PROVIDED TEXT:
++++++++++++++++++++

It is contended by the appellant that the order made at the March term, 1915, of the circuit court was without atrthority of law and void because he had no notice of the motion and no opportunity to be heard. After a judgment a court has no jurisdiction over files of the cause alleged to have been lost except upon notice to interested parties and upon satisfactory evidence that the original files have been lost and that the files supplied are substantial copies of the originals. In such a case an order substituting a copy without notice to parties adversely interested is a nullity and binding on no one. (Harris v. Lester, 80 Ill. 307; Blake v. Miller, 118 id. 500.) In the progress of a case, and before judgment, if a paper is lost a copy can be substituted only on proof of the loss and that the substituted paper is a substantial copy. A want of such proof would constitute error which might be prejudicial, but where an appeal is perfected in the lower court the parties must follow the appeal without further notice and are in the court to which the appeal is taken without service of process. Where an appeal is so taken a party is bound to take notice of the appeal and follow the case and is in the court for all purposes. In the absence of some rule of court requiring notice of a motion, notice is not required, and it does not appear that there was any rule of the circuit court of Clark county requiring any notice. No bill of exceptions was taken to show that there was no evidence of -the loss of the original will, so that the action of the court on the motion cannot be reviewed. At the July term, 1915, when the motion was made for an order showing that the files had been restored by filing copies, the attorney for the appellant was examined, and it was proved that the original will was lost while in his possession and without his fault and that one of the copies was made by his stenographer and was a true copy. The other two copies were certified by the clerk of the county court, and there was no error in the order reciting that the files had been restored.

++++++++++++++++++++

Excerpts from a point labeling dataset:
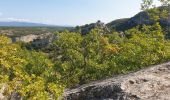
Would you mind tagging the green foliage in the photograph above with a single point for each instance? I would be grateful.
(156, 13)
(28, 73)
(81, 59)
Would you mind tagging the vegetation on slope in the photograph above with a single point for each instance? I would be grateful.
(76, 59)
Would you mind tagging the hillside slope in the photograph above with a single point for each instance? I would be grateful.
(148, 84)
(138, 19)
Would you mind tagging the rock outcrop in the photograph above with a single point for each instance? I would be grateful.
(88, 27)
(152, 83)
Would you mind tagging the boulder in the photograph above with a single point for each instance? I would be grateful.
(152, 83)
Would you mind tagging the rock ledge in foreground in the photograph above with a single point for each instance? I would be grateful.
(148, 84)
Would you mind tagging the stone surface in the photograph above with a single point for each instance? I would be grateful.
(152, 83)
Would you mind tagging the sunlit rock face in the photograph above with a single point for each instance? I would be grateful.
(148, 84)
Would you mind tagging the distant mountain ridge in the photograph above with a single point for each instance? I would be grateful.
(139, 19)
(22, 24)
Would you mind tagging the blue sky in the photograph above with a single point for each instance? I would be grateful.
(67, 12)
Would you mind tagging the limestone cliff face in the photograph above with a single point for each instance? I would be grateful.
(152, 83)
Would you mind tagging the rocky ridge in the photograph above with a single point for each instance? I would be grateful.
(152, 83)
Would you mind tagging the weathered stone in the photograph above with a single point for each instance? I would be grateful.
(152, 83)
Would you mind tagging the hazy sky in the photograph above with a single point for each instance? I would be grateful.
(67, 12)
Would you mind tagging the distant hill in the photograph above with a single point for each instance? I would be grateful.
(138, 19)
(22, 24)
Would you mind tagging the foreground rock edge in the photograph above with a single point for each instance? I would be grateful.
(152, 83)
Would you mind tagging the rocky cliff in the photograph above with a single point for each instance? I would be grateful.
(152, 83)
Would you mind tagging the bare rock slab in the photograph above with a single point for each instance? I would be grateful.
(152, 83)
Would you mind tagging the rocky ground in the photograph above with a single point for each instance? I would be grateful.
(152, 83)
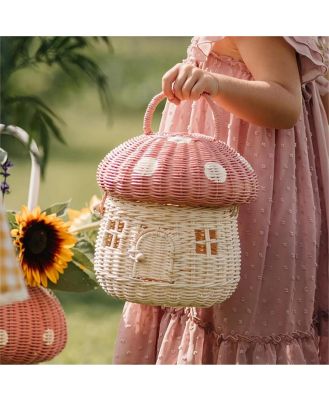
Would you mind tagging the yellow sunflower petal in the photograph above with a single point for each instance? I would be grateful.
(44, 280)
(51, 275)
(36, 276)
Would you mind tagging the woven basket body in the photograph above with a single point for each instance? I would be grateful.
(168, 255)
(169, 230)
(32, 331)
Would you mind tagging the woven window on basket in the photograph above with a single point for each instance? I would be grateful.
(112, 237)
(206, 241)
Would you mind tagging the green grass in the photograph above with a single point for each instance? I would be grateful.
(135, 70)
(92, 320)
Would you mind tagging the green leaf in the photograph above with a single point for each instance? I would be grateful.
(82, 259)
(86, 247)
(57, 208)
(74, 279)
(11, 219)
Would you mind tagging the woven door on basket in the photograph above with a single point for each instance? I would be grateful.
(33, 330)
(169, 232)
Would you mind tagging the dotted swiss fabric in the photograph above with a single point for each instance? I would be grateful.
(280, 309)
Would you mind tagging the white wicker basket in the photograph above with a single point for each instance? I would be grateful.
(168, 255)
(169, 231)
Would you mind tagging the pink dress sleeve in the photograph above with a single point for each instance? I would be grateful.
(311, 61)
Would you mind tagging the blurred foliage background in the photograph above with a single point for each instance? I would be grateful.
(133, 67)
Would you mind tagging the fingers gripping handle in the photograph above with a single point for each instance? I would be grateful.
(148, 117)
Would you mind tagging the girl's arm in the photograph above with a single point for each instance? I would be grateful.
(272, 99)
(325, 98)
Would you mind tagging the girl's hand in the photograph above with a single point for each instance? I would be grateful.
(188, 82)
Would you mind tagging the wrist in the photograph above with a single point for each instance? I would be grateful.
(216, 92)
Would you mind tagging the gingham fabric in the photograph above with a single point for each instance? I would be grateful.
(12, 285)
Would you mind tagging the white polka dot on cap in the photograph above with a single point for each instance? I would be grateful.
(215, 172)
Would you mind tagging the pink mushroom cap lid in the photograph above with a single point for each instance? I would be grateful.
(177, 168)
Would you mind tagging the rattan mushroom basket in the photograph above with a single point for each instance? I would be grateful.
(169, 233)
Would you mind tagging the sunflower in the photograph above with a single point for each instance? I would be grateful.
(44, 245)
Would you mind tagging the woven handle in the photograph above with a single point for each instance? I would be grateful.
(23, 137)
(148, 117)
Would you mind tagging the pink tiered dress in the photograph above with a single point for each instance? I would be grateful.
(279, 312)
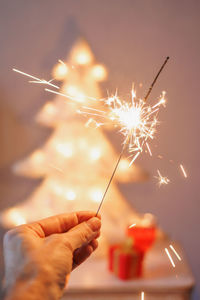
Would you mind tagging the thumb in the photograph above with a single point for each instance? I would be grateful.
(83, 233)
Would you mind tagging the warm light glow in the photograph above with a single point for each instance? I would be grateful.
(131, 226)
(83, 57)
(57, 189)
(65, 149)
(60, 71)
(95, 153)
(38, 157)
(70, 195)
(99, 72)
(123, 165)
(13, 216)
(96, 195)
(75, 93)
(49, 108)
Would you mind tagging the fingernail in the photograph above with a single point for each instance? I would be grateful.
(94, 223)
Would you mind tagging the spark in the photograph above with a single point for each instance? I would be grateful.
(162, 179)
(142, 295)
(136, 120)
(36, 79)
(132, 225)
(162, 100)
(175, 252)
(170, 258)
(62, 62)
(183, 170)
(149, 149)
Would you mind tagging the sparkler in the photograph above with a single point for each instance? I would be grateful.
(137, 122)
(183, 170)
(162, 179)
(170, 258)
(175, 252)
(142, 295)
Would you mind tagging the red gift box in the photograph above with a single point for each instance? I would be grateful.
(143, 237)
(124, 261)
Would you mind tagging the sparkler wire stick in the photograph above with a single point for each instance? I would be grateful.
(111, 178)
(125, 143)
(149, 91)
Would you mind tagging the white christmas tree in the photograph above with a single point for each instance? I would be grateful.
(77, 160)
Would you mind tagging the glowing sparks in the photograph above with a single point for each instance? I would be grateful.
(162, 100)
(175, 252)
(142, 295)
(170, 258)
(162, 179)
(136, 120)
(150, 153)
(183, 170)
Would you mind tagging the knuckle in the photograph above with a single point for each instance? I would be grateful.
(86, 233)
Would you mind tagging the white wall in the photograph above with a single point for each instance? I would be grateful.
(131, 37)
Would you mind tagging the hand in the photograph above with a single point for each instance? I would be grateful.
(38, 256)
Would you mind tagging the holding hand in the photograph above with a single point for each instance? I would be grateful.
(38, 256)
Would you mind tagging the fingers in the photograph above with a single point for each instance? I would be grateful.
(60, 223)
(81, 254)
(82, 234)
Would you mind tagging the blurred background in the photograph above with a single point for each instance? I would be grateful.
(131, 38)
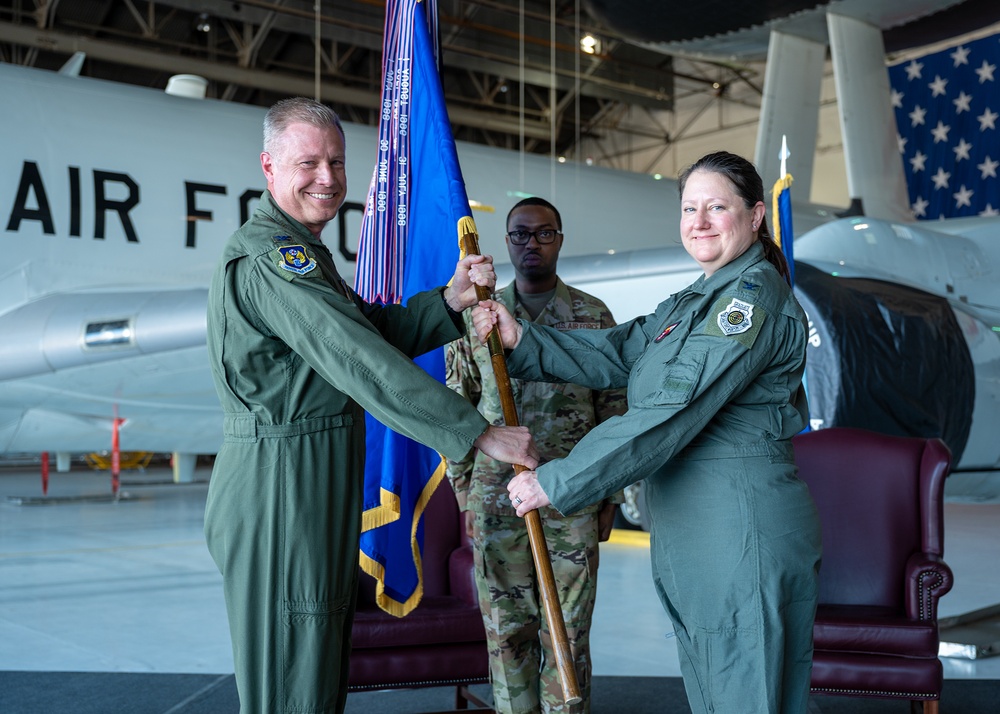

++++++++++++++++++++

GOALS:
[1] Do these statements agree with the court opinion on the lost will? Answer yes or no for each, and quote the words of the opinion that decide it.
(a) A rule of the circuit court of Clark county required notice of the motion.
(b) The original will was lost while in the possession of the appellant's attorney.
(c) All three copies were certified by the clerk of the county court.
[2] Answer these questions from the court opinion on the lost will:
(a) Which two cases does the opinion cite?
(b) At which term was the motion made for an order showing that the files had been restored?
(c) Who made one of the copies?
[3] Summarize the court opinion on the lost will in two sentences.
You do not need the records for any of this work.

ANSWERS FOR THIS EXERCISE:
[1]
(a) No: "it does not appear that there was any rule of the circuit court of Clark county requiring any notice."
(b) Yes: "the original will was lost while in his possession and without his fault"
(c) No: "one of the copies was made by his stenographer and was a true copy. The other two copies were certified by the clerk of the county court"

[2]
(a) Harris v. Lester, 80 Ill. 307, and Blake v. Miller, 118 id. 500.
(b) The July term, 1915.
(c) The attorney's stenographer.

[3] The appellant contended that the circuit court's March 1915 order was void because he had no notice of the motion and no opportunity to be heard. The court answered that a party who has perfected an appeal must follow the case without further notice, that no rule of the Clark county circuit court required notice, and that at the July 1915 term it was proved the original will was lost without the attorney's fault, with one copy made by his stenographer and two certified by the county clerk, so the order reciting the restoration of the files was not in error.